---- RAW RECORDS
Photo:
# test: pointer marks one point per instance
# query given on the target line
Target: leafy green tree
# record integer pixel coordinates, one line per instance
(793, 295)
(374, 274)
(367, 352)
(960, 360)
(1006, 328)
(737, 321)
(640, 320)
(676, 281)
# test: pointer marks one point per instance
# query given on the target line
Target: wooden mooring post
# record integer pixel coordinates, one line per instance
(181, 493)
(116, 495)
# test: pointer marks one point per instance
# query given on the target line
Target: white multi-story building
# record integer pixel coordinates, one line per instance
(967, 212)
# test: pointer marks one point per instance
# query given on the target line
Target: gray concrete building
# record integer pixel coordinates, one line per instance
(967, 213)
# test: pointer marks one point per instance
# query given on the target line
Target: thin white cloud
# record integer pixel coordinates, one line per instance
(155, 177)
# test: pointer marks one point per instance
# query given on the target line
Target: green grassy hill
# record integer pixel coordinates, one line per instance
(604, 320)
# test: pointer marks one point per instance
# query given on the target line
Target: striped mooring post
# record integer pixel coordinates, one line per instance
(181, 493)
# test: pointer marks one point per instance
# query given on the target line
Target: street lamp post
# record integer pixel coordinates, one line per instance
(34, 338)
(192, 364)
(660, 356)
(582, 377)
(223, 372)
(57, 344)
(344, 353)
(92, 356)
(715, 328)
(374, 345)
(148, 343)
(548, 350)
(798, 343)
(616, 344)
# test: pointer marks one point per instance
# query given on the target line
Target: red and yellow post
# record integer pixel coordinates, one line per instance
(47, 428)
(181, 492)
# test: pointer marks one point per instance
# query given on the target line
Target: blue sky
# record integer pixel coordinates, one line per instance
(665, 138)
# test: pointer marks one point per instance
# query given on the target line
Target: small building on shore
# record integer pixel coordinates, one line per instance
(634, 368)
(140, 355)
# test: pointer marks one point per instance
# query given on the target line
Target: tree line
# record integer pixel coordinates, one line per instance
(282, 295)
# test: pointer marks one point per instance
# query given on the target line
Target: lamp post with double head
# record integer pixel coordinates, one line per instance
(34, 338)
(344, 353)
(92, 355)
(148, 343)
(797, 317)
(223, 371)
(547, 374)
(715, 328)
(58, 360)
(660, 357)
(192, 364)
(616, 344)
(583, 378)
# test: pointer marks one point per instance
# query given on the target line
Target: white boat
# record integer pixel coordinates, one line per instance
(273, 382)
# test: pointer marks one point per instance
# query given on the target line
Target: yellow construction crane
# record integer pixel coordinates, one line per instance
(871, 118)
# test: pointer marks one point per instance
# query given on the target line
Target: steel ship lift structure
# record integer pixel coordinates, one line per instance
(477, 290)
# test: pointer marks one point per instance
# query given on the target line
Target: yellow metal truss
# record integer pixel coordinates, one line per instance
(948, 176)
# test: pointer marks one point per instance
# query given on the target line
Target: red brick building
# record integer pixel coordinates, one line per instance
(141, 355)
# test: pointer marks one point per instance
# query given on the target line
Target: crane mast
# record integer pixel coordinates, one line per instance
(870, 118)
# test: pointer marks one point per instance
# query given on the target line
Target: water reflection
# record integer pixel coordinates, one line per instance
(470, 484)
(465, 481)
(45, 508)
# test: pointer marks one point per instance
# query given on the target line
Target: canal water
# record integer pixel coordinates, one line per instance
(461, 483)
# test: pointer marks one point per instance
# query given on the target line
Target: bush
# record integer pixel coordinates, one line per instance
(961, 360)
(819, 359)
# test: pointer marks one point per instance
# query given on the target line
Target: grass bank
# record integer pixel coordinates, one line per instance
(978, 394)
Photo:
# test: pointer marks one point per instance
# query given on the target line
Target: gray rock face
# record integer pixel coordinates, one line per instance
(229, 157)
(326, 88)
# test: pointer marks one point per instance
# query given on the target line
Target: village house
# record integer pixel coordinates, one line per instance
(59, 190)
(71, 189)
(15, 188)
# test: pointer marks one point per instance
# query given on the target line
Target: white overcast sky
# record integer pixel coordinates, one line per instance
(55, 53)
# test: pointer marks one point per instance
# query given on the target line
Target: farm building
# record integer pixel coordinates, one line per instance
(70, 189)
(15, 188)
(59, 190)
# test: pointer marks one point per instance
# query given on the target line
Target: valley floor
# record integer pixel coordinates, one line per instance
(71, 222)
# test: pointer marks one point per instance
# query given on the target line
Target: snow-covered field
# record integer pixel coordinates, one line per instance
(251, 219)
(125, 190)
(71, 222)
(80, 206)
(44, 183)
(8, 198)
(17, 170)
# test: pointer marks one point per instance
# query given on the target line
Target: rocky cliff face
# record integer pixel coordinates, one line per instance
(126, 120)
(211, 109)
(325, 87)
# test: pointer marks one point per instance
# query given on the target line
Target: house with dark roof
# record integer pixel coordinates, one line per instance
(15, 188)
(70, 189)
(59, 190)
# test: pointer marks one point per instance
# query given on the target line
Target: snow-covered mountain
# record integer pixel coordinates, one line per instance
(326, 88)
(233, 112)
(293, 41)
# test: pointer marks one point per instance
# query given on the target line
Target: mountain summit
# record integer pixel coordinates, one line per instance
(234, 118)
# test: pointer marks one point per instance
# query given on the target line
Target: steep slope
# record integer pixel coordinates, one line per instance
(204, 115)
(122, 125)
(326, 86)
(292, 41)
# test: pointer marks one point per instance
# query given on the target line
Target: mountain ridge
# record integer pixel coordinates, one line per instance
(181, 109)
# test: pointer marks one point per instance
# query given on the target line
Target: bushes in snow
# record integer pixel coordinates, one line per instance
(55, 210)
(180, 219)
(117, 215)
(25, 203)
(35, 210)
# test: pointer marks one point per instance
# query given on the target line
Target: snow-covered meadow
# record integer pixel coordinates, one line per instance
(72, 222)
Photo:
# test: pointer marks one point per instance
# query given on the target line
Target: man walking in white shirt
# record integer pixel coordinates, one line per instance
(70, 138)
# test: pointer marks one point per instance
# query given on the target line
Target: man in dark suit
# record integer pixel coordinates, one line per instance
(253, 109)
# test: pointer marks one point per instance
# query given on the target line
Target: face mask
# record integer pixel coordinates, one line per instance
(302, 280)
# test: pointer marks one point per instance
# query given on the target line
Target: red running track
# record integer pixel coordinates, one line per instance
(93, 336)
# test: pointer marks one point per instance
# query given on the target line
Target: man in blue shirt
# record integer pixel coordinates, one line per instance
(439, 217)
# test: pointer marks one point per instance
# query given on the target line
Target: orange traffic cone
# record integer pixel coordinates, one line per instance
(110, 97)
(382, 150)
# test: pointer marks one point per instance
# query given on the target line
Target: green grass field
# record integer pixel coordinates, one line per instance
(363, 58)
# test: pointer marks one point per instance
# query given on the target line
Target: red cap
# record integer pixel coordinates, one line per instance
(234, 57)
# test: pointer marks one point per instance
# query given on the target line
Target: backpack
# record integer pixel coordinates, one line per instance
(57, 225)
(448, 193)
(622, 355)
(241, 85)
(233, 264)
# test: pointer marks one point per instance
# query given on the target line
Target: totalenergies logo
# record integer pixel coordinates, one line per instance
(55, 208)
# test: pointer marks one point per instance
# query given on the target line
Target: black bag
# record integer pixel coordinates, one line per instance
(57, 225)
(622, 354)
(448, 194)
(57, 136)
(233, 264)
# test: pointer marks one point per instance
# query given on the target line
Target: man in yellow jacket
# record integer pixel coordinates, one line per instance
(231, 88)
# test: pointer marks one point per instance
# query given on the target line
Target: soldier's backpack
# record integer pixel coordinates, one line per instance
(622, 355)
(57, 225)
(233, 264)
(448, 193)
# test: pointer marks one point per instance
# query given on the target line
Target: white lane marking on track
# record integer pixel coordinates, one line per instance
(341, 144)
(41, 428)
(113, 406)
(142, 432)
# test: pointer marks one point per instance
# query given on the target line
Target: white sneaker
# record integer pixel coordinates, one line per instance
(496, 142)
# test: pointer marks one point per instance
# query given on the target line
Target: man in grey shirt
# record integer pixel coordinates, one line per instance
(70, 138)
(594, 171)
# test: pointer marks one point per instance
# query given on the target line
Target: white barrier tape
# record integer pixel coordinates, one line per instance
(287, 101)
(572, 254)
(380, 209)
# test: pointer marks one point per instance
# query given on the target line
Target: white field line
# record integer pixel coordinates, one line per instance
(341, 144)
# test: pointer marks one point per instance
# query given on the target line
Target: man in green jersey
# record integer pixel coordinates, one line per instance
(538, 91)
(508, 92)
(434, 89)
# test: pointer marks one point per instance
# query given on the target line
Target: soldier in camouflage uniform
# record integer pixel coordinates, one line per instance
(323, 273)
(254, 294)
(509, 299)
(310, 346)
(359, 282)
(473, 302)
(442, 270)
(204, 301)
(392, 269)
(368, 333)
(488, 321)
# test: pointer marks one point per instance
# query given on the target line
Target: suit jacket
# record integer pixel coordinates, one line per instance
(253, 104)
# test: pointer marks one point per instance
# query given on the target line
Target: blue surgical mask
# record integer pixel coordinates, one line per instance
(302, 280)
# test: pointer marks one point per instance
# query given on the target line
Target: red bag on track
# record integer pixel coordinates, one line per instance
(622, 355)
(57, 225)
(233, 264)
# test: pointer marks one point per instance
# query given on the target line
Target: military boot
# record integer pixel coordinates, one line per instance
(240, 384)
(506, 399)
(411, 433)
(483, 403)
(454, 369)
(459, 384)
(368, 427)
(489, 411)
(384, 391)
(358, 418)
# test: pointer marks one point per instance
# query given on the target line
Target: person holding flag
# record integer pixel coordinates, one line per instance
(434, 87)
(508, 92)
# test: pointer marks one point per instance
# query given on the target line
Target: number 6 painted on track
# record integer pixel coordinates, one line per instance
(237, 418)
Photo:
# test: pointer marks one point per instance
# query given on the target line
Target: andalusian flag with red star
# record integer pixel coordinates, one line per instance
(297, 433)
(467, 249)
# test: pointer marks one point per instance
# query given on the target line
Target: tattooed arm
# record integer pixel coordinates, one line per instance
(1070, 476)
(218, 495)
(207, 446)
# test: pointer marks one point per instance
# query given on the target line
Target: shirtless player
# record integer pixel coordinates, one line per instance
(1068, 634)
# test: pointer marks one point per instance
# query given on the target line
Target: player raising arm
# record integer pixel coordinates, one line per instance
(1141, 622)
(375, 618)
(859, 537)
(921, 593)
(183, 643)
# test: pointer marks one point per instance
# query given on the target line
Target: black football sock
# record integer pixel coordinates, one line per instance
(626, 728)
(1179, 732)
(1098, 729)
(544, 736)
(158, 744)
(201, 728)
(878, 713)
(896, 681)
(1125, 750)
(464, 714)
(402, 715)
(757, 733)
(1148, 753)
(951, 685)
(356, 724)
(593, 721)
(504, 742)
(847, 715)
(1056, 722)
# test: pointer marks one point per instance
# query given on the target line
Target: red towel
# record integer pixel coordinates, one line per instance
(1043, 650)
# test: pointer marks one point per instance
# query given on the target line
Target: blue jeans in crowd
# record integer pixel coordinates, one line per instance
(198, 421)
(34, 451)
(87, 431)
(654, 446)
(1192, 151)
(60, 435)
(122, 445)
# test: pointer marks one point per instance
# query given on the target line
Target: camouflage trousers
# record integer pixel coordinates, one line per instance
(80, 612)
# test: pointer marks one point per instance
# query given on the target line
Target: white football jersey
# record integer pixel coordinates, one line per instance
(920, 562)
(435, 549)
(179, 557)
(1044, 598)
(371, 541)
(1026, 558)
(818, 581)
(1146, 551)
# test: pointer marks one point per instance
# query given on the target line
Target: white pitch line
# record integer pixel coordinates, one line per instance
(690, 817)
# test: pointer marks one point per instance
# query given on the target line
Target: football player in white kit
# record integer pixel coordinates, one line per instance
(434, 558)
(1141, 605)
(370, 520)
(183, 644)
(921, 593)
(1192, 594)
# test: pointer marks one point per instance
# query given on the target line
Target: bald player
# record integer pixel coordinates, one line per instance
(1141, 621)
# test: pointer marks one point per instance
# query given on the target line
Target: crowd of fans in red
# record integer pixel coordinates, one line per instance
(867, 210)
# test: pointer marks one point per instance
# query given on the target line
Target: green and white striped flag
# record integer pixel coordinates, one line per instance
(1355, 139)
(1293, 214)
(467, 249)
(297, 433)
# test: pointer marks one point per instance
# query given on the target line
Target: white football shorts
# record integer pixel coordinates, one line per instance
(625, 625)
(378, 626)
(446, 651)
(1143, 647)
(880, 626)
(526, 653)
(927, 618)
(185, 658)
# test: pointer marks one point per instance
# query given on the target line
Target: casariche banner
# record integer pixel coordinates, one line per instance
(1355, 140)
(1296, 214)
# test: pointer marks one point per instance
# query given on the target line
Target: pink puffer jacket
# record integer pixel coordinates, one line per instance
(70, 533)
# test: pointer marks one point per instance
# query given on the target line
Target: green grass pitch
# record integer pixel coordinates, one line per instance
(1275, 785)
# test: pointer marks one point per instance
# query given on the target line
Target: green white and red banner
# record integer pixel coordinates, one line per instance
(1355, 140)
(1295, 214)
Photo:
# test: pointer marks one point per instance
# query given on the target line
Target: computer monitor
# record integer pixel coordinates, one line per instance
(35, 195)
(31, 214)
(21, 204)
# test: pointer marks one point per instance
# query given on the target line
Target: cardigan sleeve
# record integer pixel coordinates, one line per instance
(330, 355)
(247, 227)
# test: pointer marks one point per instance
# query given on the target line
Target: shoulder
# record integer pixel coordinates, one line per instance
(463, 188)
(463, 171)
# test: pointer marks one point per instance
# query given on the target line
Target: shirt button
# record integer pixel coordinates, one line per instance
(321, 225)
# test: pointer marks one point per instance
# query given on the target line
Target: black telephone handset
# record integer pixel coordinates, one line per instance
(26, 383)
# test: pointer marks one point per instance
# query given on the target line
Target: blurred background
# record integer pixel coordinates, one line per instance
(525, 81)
--------
▶ _PROBLEM STATEMENT_: Please gather every line in the entries above that contains the string "mountain" and copy each one in full. The match is case-sensitive.

▶ _EXPECTED OUTPUT_:
Target: snow-covered mountain
Target: mountain summit
Target: mountain ridge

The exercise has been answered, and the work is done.